Work to be completed →
The lines to extract start at the one containing "Query: neighboring house" and end with the last line; give them exactly and nothing more.

Records supplied →

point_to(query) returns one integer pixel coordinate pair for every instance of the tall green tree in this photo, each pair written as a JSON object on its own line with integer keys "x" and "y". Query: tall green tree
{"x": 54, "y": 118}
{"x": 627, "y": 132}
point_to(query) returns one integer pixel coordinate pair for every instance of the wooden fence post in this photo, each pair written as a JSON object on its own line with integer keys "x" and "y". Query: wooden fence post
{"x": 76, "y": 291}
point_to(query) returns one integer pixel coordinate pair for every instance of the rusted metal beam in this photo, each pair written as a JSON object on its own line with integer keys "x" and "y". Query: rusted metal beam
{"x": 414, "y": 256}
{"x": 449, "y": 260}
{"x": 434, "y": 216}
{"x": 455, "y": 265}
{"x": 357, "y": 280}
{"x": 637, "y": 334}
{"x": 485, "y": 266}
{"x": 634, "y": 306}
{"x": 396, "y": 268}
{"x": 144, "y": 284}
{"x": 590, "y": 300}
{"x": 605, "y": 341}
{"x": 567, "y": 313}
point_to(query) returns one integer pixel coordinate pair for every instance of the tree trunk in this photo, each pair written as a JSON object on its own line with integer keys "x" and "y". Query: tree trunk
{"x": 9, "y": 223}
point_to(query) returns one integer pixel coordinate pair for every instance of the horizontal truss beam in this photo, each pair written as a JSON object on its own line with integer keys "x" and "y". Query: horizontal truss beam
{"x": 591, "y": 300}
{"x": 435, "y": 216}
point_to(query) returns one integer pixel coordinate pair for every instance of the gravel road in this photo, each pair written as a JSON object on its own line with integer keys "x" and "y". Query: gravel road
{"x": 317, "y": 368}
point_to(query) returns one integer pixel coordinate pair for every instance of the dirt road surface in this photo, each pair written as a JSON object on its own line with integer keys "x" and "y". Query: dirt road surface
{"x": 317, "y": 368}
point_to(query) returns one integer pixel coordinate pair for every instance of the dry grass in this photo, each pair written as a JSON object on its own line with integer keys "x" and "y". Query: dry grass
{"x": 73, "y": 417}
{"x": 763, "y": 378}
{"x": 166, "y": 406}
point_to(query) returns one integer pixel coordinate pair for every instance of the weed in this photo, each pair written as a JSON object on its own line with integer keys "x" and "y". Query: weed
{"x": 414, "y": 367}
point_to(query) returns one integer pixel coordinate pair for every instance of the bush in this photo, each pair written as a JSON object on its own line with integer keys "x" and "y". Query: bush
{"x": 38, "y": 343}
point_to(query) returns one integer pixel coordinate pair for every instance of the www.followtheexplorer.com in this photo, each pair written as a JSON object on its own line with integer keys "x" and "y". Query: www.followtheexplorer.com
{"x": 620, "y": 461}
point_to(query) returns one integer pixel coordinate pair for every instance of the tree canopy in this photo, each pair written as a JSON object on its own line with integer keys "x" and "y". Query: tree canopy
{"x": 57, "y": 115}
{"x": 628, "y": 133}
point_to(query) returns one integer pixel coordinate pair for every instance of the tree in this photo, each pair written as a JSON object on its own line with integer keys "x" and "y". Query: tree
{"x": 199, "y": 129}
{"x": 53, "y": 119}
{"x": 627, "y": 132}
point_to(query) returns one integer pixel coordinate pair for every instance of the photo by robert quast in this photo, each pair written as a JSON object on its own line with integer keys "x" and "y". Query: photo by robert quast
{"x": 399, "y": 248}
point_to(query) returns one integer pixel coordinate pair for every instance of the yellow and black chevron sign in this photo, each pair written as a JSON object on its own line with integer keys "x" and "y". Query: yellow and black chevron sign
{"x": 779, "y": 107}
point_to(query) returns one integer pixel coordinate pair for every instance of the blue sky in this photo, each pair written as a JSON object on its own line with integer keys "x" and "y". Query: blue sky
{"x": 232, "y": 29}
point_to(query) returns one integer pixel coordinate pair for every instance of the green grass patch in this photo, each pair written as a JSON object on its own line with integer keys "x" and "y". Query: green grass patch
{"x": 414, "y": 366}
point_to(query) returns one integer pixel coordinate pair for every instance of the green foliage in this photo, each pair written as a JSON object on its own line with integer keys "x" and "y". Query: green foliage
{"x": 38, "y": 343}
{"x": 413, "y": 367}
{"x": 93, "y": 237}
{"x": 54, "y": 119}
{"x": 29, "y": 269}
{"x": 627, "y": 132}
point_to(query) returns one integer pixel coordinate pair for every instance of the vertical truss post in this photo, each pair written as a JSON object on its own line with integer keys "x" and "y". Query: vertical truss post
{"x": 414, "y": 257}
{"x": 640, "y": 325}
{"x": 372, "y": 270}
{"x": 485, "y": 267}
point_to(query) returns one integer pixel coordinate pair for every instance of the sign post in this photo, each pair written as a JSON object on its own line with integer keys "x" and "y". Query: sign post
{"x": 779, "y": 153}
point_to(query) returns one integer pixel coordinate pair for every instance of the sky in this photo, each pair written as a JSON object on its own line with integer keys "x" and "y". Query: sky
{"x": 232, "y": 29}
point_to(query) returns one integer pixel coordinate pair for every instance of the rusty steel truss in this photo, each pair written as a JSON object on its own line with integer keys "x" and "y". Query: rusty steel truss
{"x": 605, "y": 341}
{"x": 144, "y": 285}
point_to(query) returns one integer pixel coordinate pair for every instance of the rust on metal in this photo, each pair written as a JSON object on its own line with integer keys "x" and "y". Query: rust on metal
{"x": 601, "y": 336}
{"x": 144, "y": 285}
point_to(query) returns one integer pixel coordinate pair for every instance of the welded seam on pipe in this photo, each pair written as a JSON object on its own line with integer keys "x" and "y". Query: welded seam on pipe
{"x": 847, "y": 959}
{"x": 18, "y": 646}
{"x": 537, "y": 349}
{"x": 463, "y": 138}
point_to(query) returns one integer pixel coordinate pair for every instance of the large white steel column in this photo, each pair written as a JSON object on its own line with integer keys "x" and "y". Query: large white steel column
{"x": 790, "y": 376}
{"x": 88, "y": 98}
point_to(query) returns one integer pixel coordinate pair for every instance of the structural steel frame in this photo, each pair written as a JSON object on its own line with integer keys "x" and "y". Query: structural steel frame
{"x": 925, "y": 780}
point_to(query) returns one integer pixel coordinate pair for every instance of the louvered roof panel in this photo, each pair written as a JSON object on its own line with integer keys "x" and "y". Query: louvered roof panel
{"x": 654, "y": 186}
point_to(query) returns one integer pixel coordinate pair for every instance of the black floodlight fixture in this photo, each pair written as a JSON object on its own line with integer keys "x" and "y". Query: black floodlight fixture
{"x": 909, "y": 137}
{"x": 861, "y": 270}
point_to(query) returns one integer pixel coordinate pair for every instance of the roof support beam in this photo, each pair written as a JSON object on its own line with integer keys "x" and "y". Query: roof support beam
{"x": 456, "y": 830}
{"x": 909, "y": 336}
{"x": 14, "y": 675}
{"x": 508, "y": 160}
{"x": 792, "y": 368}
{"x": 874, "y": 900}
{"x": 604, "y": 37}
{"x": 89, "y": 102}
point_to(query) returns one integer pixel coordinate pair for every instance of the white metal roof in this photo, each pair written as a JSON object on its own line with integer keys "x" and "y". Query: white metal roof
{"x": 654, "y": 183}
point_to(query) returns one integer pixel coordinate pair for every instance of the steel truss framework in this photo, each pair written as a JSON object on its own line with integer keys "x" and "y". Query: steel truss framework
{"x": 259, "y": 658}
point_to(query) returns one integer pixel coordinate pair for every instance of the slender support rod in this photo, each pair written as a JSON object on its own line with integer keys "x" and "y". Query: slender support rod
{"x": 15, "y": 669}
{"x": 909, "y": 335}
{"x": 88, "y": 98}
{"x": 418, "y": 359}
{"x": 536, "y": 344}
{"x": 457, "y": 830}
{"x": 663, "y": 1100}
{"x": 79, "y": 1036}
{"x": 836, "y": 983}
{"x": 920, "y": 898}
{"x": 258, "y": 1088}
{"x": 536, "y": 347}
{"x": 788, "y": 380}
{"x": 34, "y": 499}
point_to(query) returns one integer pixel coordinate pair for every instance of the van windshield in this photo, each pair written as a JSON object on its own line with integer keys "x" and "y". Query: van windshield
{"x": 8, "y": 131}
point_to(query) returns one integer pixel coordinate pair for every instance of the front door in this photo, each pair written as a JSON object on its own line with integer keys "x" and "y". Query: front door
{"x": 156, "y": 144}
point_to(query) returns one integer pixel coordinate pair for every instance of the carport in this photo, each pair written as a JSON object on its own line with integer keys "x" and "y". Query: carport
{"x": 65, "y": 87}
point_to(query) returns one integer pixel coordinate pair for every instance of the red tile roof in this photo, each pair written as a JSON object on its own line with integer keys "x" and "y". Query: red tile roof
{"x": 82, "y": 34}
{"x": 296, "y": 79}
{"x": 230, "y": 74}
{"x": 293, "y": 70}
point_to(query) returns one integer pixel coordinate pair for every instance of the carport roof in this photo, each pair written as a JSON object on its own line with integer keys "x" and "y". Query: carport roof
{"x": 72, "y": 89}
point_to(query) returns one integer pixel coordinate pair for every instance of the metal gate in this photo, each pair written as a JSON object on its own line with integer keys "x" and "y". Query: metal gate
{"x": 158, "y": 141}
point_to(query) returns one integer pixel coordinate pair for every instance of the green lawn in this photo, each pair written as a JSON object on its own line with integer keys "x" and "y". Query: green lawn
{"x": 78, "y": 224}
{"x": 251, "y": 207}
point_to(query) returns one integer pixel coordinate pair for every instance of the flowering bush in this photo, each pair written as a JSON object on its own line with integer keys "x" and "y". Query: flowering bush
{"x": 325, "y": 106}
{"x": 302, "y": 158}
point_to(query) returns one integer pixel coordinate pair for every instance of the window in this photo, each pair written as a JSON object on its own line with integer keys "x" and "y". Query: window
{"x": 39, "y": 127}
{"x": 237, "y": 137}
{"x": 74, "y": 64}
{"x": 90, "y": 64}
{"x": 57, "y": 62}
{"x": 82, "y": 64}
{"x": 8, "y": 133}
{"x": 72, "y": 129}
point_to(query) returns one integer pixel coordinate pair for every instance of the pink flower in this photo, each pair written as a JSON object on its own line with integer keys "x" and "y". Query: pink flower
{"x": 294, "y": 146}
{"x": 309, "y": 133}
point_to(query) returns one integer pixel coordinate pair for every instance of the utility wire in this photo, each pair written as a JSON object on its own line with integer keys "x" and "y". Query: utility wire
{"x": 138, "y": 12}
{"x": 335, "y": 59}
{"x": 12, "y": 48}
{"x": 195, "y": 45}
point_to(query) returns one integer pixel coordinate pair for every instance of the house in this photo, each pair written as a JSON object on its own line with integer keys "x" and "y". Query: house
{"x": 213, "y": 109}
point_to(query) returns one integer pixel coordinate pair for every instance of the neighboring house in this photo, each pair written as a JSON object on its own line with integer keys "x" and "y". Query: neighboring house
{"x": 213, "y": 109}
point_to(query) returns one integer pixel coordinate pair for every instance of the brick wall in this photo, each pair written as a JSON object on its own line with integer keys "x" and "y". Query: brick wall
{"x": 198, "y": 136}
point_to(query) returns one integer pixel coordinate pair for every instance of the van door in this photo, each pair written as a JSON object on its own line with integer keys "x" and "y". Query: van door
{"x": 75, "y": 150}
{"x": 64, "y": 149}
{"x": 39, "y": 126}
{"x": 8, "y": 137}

Solution to this exercise →
point_to(query) returns one integer pixel coordinate pair for every instance of the neighboring house in this photo, each pair written as a JSON object on its own line with integer keys "x" and "y". Query: neighboring house
{"x": 213, "y": 109}
point_to(query) returns one integer pixel coordinate pair for every instance of the brick wall in this photo, each pair written as a JSON object on its own line with integer keys "x" and "y". Query: brick wall
{"x": 198, "y": 136}
point_to(query) returns one integer pixel coordinate pair for every instance of the van door in this photo, each pair written as a JSON object on its own line with integer keys "x" and "y". Query: van door
{"x": 75, "y": 150}
{"x": 64, "y": 149}
{"x": 39, "y": 126}
{"x": 8, "y": 137}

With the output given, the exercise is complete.